> [TASK REQUIREMENTS] Return every line of the data that contains the word "green".
[start SOURCE RECORDS]
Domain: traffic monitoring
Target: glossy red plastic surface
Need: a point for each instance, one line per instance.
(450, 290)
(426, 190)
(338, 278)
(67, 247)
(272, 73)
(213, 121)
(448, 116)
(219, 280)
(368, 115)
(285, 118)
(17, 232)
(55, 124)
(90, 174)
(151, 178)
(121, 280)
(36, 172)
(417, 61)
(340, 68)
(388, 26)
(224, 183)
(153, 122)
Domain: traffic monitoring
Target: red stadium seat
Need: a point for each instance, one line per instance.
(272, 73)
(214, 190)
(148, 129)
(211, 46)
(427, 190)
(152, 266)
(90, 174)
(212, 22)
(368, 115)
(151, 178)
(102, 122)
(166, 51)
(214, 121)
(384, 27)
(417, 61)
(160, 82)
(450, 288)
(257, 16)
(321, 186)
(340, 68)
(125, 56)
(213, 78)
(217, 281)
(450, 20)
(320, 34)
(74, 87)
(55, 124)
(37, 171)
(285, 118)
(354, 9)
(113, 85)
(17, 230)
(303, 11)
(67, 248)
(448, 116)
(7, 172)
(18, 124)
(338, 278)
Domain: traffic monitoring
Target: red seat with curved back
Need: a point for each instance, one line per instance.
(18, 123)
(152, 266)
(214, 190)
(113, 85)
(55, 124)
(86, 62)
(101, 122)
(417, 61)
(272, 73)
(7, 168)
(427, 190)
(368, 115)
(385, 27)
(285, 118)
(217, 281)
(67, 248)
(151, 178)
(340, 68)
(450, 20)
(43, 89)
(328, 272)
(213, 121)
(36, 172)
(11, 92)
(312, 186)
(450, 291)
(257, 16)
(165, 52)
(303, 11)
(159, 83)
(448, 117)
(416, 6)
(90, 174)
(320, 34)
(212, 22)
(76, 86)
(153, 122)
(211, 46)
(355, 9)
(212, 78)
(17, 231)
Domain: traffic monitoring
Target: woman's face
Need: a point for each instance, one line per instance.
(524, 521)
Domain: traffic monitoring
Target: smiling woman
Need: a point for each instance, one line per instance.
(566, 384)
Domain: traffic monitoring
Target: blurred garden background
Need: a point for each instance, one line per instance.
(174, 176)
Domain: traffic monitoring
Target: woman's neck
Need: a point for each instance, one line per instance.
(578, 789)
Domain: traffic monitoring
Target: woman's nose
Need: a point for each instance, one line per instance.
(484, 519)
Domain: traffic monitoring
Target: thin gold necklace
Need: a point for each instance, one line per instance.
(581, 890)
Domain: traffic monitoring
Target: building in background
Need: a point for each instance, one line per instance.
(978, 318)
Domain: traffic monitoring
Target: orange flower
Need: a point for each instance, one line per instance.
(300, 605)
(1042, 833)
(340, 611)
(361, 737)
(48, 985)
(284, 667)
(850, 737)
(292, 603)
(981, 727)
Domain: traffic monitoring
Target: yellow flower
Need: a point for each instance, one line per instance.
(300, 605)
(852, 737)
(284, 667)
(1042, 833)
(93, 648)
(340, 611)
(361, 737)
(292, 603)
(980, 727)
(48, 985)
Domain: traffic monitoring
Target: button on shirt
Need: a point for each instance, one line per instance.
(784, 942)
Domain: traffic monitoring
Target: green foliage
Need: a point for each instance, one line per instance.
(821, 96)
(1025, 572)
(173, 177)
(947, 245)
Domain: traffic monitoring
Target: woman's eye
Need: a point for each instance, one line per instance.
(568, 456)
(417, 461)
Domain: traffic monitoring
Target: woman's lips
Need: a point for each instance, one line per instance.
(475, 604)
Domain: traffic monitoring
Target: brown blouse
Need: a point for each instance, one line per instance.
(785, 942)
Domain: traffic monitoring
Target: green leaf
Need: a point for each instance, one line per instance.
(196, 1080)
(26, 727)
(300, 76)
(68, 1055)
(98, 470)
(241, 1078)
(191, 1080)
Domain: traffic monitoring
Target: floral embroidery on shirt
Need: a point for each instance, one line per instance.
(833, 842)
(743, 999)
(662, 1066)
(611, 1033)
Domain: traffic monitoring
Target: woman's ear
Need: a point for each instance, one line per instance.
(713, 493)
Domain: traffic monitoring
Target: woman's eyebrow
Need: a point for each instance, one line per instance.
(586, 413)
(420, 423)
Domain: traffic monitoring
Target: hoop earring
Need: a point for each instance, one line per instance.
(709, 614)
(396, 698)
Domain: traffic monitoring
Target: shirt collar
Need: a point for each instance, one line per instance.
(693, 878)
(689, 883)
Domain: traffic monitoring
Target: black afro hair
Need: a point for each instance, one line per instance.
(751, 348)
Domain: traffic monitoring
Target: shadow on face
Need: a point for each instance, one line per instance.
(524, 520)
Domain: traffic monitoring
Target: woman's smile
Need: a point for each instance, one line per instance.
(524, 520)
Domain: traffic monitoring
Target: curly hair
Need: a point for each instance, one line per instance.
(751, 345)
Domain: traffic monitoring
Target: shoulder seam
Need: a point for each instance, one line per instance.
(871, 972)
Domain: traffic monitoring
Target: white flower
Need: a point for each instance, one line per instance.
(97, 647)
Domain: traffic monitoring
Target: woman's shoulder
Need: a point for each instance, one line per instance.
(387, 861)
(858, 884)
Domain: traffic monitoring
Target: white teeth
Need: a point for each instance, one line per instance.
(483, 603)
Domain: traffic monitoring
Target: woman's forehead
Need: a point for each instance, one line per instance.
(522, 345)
[end SOURCE RECORDS]
> [REPLY TO THE EXERCISE]
Target: green foliage
Target: green leaf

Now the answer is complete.